Extract provided:
Are our soils continuing to evolve, or are they heading for extinction?
Some are saying that we are now on our Sixth Extinction "Although considerable evidence indicates that there is a biodiversity crisis of increasing extinctions and plummeting abundances, some do not accept that this amounts to a Sixth Mass Extinction".(Cowie & Bouchet 2022)
Part of this debate is about whether matters are part of a natural cycle or the start of the latest ‘extinction’.
“The primary question that the IUGS (International Union of Geological Sciences) needs to answer before declaring the Anthropocene an epoch is if humans have changed the Earth system to the point that it is reflected in the rock strata”
But even that is not straight forward. In the book ‘Theory of the Earth, Thomas Nail explains. “Geological time used to refer to slow and gradual processes, but today we are watching land sink into the sea and forests transform into deserts. We can even see the creation of new geological strata made of plastic, chicken bones, and other waste that could remain in the fossil record for millennia or longer. “
Of the previous 5 extinctions, soil would not have been around in Ordovician-Silurian Extinction (440 mya). Living fossils, - ie plants and animals that look the same today - have been found before the Devonian Extinction (365 mya). Soil, with lichens, probably paid a major role restoring life after the great Permian-Triassic Extinction (250mya) and continued to flourish following Triassic-Jurassic Extinction (210may). Soil helped provide the dinosaurs' relatives - birds - with feeding matter (worms & ground beetles) after Cretaceous-Tertiary Extinction (65 mya). What would be soil's role if we are moving to a sixth extinction?
Are we treating soil differently from previous civilisations? What has happened to our soils since the second war?
What are the long term impacts of the massive increase in mechanisation along with more artificial fertilisers and many clever chemicals to kill any 'unwanted' life. There have been many changes, but two massive movements affecting soil, since the war, are the Green Revolution and Globalisation. Then there is all that concrete and tarmac which covers the soil. What do these combined impacts have on the present state of soil?
How do those soil changes affect what we is happening to our planet? There are massive and important questions that we need to examine more closely. We are beginning to look more at the dynamic between what we are doing to soil practices and how soil reacts with the rest of the world, particularly in terms of warming.
There is a new science developing called the quantification of soil genesis. (Stockmann et al 2014). This is because there is increasing concern soil may be degrading faster than it can be replenished. This science examines whether we are reaching ‘peak soil’. This is the state where the world soils are not sufficient to sustain their ‘fertility’, and are degrading faster than they can be replaced.

Referring expression pointing data:

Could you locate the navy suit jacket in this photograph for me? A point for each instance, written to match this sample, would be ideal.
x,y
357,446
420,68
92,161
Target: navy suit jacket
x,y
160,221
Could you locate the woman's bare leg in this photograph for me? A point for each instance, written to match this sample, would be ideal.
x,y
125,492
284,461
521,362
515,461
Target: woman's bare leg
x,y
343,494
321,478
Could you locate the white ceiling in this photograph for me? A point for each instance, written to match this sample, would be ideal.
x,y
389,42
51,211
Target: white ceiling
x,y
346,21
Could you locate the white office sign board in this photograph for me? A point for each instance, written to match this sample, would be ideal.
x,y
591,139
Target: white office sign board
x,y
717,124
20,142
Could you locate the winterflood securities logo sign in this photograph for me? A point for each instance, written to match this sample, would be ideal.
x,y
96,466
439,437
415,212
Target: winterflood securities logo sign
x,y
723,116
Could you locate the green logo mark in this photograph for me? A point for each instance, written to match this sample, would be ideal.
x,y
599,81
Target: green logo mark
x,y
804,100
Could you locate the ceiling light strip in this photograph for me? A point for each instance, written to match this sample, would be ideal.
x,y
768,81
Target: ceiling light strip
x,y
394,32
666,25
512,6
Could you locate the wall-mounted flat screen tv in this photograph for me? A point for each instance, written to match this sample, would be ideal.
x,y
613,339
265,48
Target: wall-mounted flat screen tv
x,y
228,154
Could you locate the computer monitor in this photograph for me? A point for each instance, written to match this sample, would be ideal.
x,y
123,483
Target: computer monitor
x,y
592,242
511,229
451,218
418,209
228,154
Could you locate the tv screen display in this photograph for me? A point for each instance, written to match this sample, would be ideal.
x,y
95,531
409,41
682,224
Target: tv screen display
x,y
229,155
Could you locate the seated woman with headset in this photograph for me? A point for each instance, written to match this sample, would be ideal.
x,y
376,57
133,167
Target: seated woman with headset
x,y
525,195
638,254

What the task requires: In three sentences, summarize the text on soils and extinction above.

Worked solution: The text asks whether soils are continuing to evolve or heading for extinction, amid debate over whether a Sixth Mass Extinction is under way. It traces soil's role through earlier extinctions and asks what postwar changes have done to soil: mechanization, artificial fertilizers, chemicals that kill "unwanted" life, the Green Revolution, globalization, and the concrete and tarmac that cover it. It notes a developing science, the quantification of soil genesis, which examines whether the world is reaching "peak soil," where soils degrade faster than they can be replaced.